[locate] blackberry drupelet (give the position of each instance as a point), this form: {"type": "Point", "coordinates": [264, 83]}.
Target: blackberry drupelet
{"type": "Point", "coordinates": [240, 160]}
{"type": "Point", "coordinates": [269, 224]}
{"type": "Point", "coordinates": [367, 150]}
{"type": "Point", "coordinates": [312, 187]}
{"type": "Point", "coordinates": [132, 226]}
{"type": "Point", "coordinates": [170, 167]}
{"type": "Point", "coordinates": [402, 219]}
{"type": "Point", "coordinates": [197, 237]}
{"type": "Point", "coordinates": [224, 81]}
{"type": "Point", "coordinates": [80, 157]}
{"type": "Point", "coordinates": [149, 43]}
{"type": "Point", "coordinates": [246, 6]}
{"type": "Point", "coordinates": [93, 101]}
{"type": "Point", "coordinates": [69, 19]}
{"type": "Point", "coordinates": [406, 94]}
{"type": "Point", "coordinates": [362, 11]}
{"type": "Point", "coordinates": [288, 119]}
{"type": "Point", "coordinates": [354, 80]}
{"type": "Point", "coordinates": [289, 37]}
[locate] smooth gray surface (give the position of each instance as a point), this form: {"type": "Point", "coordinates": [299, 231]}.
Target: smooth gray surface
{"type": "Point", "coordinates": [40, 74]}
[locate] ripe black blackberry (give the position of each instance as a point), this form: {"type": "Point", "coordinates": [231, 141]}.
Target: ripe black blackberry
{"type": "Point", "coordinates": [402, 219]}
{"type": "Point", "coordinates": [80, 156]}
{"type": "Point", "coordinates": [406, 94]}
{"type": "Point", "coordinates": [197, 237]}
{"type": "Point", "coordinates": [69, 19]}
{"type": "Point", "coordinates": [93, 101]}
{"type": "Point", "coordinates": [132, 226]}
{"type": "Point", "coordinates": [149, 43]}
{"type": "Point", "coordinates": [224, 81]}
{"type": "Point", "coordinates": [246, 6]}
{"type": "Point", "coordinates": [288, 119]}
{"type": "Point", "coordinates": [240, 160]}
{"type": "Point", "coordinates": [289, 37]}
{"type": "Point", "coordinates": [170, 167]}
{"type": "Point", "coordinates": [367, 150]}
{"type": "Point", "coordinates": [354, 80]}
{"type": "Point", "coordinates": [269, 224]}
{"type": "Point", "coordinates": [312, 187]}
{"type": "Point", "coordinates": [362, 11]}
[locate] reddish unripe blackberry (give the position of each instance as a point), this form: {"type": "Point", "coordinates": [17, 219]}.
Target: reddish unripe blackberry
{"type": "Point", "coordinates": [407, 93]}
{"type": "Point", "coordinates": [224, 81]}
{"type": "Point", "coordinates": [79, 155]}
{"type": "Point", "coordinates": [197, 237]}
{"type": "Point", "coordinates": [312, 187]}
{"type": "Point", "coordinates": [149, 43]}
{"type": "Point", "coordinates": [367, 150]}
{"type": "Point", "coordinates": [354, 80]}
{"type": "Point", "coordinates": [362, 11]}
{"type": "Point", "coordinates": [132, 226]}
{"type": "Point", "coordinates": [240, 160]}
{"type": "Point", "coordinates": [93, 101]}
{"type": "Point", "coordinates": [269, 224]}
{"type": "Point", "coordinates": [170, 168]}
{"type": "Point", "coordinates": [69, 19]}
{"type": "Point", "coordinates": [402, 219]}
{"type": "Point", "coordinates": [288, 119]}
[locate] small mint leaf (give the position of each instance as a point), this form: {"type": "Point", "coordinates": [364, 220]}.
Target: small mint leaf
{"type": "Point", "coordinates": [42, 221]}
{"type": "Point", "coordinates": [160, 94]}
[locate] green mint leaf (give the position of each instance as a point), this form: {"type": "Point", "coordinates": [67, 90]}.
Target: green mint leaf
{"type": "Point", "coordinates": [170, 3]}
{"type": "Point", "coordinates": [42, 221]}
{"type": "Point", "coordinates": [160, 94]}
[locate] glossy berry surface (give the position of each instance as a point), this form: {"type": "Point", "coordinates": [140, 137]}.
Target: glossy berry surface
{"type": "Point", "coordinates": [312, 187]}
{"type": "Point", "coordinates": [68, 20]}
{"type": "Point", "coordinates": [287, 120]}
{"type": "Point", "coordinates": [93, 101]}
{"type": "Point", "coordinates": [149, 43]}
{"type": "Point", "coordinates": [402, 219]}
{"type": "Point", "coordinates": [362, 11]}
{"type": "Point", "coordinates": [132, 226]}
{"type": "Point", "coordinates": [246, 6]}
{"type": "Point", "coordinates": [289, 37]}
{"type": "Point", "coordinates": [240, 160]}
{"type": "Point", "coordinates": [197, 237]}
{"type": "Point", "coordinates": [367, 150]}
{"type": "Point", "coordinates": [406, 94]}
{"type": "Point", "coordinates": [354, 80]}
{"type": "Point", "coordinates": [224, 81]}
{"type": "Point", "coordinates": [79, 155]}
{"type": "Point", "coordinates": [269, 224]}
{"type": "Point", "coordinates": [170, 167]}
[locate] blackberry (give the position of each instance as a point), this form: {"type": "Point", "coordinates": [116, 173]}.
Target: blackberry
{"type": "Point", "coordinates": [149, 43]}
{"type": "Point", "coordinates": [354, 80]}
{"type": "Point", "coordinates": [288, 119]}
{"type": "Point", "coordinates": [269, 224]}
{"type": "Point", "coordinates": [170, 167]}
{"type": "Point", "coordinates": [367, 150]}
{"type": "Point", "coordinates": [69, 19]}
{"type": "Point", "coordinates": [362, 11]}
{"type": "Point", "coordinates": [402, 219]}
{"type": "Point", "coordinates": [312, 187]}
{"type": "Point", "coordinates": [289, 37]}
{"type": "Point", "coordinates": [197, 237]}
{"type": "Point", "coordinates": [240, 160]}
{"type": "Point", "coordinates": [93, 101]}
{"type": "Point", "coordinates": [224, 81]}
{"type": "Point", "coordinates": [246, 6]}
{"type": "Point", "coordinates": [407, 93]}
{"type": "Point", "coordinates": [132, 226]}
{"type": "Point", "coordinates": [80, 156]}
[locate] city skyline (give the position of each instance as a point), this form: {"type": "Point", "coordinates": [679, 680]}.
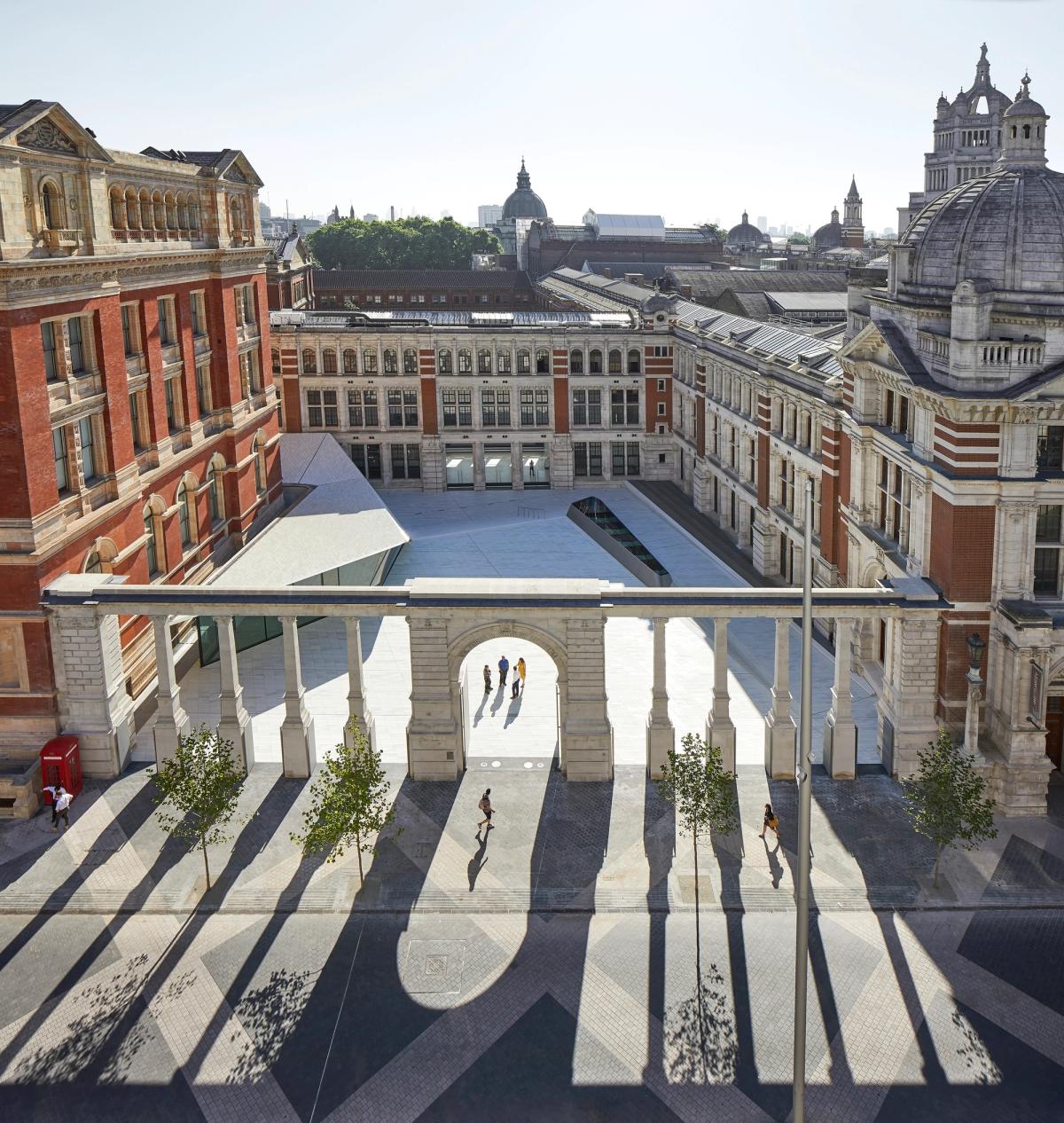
• • • •
Extract every line of the records above that contains the word "reddish", treating case as significant.

■ Answer below:
[locate] reddish unripe blackberry (give the position of each instance as a point), this form: {"type": "Point", "coordinates": [17, 219]}.
Target: reddish unripe blackberry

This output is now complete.